Copy out the lines of the records word for word, from the line containing "Expected behaviour: for every instance of the welder" through the line containing "x=323 y=653", with both of those lines included.
#### EXERCISE DATA
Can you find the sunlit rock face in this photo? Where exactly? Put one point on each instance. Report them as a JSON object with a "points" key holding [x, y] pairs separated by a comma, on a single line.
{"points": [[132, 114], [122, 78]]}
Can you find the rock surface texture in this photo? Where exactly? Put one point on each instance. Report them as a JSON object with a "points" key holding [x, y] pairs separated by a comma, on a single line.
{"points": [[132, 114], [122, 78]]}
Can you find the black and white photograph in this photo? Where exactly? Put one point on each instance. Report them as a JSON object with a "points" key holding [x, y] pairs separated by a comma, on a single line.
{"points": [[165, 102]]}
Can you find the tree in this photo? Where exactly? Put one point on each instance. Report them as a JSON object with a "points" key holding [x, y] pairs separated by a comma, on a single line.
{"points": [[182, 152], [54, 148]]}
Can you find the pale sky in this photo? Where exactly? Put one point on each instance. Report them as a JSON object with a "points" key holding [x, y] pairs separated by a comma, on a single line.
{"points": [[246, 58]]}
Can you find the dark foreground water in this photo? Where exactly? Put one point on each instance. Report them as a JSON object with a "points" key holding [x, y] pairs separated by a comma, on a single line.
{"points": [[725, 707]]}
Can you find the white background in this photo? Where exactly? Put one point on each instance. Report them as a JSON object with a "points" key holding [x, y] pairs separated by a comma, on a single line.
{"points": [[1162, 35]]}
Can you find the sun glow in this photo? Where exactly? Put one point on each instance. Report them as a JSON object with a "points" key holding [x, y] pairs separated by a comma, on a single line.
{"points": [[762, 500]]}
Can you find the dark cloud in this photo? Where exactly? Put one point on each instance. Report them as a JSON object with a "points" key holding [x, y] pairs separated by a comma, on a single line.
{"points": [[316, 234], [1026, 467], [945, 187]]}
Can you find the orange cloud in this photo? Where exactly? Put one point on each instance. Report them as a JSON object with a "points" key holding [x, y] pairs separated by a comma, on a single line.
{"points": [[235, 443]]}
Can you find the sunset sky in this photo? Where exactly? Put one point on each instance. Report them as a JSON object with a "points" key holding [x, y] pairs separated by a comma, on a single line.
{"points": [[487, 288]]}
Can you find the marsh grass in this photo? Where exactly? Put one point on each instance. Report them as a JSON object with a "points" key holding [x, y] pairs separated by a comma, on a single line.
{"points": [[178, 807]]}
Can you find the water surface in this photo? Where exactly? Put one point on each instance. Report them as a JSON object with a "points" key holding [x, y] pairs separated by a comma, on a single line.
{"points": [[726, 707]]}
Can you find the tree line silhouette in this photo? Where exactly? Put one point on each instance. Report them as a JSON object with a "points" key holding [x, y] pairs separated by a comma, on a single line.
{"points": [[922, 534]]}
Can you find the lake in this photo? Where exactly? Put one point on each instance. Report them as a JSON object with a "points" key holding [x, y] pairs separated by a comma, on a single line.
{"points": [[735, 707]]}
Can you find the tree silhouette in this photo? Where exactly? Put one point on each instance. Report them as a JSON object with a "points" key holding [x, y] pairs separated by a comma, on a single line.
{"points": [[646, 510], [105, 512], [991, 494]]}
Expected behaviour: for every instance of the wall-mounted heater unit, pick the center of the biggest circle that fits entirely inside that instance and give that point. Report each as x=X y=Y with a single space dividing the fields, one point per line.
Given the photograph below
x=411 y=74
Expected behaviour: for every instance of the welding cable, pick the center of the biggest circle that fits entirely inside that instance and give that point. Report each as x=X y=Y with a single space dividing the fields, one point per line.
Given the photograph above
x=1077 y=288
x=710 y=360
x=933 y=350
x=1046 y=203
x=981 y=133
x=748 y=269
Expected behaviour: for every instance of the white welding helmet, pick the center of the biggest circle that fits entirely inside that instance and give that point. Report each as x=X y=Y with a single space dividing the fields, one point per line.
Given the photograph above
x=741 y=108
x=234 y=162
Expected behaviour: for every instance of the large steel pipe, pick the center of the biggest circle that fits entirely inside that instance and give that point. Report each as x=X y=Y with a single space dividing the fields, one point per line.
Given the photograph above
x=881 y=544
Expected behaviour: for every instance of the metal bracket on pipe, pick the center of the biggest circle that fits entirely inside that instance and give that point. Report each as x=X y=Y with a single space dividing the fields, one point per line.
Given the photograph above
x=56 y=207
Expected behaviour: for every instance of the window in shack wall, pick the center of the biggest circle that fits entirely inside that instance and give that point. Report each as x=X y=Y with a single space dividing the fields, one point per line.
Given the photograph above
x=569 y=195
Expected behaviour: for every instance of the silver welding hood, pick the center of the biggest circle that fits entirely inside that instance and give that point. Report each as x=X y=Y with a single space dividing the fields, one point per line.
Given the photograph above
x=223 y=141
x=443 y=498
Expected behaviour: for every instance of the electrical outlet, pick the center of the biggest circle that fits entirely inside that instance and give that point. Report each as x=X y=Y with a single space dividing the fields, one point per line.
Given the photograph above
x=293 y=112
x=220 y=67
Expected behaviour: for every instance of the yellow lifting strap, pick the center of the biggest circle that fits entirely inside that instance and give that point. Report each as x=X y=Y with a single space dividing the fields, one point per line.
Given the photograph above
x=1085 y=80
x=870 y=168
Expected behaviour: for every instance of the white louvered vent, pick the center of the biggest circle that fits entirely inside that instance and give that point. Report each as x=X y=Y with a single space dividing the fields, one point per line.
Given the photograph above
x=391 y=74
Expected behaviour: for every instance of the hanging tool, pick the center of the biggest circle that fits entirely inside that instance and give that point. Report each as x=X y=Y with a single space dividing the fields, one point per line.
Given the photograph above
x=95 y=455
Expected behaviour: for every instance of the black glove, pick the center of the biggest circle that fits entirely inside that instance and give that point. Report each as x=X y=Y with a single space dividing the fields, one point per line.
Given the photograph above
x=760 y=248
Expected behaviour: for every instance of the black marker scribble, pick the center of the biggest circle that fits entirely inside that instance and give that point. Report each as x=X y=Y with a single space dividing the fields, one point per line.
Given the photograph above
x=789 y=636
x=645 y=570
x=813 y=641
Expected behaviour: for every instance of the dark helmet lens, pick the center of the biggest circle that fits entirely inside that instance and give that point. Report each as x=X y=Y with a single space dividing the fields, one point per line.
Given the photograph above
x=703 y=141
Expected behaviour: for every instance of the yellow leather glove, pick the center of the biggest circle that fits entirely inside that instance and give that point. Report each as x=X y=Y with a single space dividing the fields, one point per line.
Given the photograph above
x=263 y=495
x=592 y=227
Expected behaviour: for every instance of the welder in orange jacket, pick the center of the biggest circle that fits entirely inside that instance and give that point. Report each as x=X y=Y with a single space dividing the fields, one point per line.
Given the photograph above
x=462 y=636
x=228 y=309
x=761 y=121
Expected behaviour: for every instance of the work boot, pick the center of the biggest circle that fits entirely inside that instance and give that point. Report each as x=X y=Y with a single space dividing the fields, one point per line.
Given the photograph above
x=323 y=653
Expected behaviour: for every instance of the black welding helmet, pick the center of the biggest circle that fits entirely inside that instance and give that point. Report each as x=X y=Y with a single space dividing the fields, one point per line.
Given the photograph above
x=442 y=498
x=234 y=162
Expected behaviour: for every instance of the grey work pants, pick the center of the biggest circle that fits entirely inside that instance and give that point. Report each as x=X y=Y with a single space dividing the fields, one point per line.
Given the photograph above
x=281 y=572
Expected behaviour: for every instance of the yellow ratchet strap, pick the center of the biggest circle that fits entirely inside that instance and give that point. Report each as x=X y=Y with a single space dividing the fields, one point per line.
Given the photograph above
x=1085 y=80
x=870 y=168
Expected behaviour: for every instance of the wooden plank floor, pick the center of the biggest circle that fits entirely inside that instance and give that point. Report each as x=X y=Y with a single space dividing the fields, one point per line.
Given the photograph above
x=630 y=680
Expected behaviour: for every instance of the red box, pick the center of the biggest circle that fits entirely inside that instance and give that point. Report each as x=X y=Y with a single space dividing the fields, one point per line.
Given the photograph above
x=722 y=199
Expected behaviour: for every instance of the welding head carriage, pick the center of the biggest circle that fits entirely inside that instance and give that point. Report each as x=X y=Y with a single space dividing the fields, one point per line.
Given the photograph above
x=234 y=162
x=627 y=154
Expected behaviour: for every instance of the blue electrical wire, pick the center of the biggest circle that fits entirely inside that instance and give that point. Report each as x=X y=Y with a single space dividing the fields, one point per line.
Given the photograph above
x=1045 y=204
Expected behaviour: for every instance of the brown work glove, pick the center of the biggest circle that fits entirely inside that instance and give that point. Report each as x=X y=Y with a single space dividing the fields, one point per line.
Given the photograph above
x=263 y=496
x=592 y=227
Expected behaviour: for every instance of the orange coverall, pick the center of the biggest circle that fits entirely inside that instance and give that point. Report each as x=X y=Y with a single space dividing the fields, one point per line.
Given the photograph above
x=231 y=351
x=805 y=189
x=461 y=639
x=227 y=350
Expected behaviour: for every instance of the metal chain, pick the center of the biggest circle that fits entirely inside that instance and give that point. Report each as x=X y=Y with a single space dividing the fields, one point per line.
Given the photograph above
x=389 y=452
########
EXERCISE RESPONSE>
Expected behaviour: for every instance of the welder in orange jacket, pick the center of the biggest circle that fits entirely inside that instance and give that point. Report each as x=X y=Y with a single space dividing the fields, one point per line.
Given the photograph above
x=462 y=636
x=228 y=309
x=761 y=121
Expected behaviour: for every instance of the work boot, pick the center of the biggest circle that fits entirely inside that instance and give that point. Report each as x=X y=Y with a single space dividing the fields, one point per line.
Given the photograph above
x=323 y=653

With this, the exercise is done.